### Deine Aufgabe
Gib alle folgenden Einträge als nummerierte Liste wieder, ohne Leerzeilen. Lass die Bilder in der Antwort weg.

☆ ☆ ☆ ☆ ☆

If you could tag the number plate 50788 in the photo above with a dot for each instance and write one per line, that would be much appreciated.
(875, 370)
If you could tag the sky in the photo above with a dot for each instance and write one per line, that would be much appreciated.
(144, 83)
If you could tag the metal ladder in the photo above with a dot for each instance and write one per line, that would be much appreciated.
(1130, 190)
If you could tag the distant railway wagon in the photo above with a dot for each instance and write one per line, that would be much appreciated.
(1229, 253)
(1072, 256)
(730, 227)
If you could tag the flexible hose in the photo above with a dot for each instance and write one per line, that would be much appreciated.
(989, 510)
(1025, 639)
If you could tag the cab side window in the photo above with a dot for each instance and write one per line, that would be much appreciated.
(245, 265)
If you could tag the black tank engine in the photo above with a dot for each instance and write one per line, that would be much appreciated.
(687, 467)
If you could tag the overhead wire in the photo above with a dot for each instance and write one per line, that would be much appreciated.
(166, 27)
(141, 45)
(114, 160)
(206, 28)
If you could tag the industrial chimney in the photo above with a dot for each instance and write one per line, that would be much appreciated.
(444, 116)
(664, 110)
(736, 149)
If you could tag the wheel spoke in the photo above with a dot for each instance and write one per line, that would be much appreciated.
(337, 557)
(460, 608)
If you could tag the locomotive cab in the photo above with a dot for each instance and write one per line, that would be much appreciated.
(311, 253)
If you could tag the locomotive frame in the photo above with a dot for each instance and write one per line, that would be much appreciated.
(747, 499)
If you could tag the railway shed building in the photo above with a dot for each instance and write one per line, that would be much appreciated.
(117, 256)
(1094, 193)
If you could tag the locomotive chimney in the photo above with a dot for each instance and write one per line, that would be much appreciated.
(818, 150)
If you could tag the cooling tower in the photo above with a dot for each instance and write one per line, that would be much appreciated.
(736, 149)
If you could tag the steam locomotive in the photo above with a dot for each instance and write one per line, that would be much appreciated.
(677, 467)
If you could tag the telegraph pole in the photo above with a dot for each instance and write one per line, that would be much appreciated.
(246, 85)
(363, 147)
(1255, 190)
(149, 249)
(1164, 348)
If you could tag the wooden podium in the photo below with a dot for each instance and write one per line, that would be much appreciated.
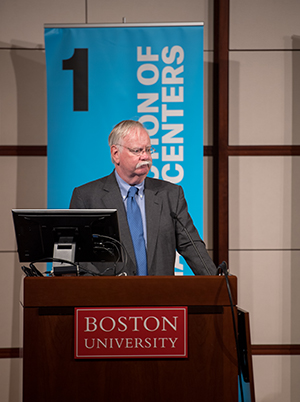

☆ ☆ ☆ ☆ ☆

### Ergebnis siehe unten
1. If you could tag the number plate 50788 in the photo above with a dot for each instance and write one per line, that would be much appreciated.
2. (875, 370)
3. If you could tag the sky in the photo above with a dot for each instance and write one per line, that would be much appreciated.
4. (144, 83)
5. If you could tag the metal ladder in the photo above with a dot for each instance and write one per line, that would be much appreciated.
6. (1130, 190)
7. If you could tag the distant railway wagon in the photo above with a dot for each instance and write one per line, that would be much appreciated.
8. (1229, 253)
9. (1072, 256)
10. (730, 227)
11. If you could tag the flexible hose in the photo above with a dot for each instance and write one per line, that would be much appreciated.
12. (989, 510)
13. (1025, 639)
14. If you could tag the cab side window in the photo above with a dot for each instance and write one per line, that would be much appreciated.
15. (245, 265)
16. If you could tag the black tank engine in the photo above with a dot for each instance and write one per line, that would be much appreciated.
17. (687, 467)
18. If you could tag the overhead wire in the photo above with a dot for each instance and write one per line, that would be much appreciated.
19. (166, 27)
20. (141, 45)
21. (114, 160)
22. (206, 28)
23. If you could tag the industrial chimney in the photo above with a dot for each instance and write one per line, that would be much appreciated.
24. (444, 116)
25. (664, 110)
26. (736, 149)
27. If you could tag the wheel spoke in the photo above with a dot for each instance and write one per line, that would be much appreciated.
28. (337, 557)
29. (460, 608)
30. If you could tag the locomotive cab in the photo above with a dot for each instance and write one per line, that would be much appreciated.
31. (311, 253)
32. If you could tag the locomotive frame in the photo above with a dot for each instance and write one per line, that would be much appreciated.
33. (747, 499)
34. If you could tag the railway shed building in the photo above with a dot for each instance and write one per line, that would be much appreciated.
35. (117, 256)
36. (1094, 193)
37. If you could tag the locomotive chimney in the photo above with a dot for each instance and write one per line, that would be much appreciated.
38. (818, 150)
39. If you could tag the cooling tower in the photo above with a dot for each instance and write one per line, that would be much appreciated.
40. (736, 149)
41. If you could tag the steam locomotive in the photo above with a dot for each instance and write one per line, that would be much appreciated.
42. (677, 467)
43. If you could tag the telegraph pole in the photo above with a dot for each instance and write one per line, that would be much appreciated.
44. (246, 85)
45. (363, 147)
46. (1255, 190)
47. (149, 249)
48. (1164, 348)
49. If you could tag the wooden podium in the photo below with a dot for each instance and write one per line, that would be much appreciated.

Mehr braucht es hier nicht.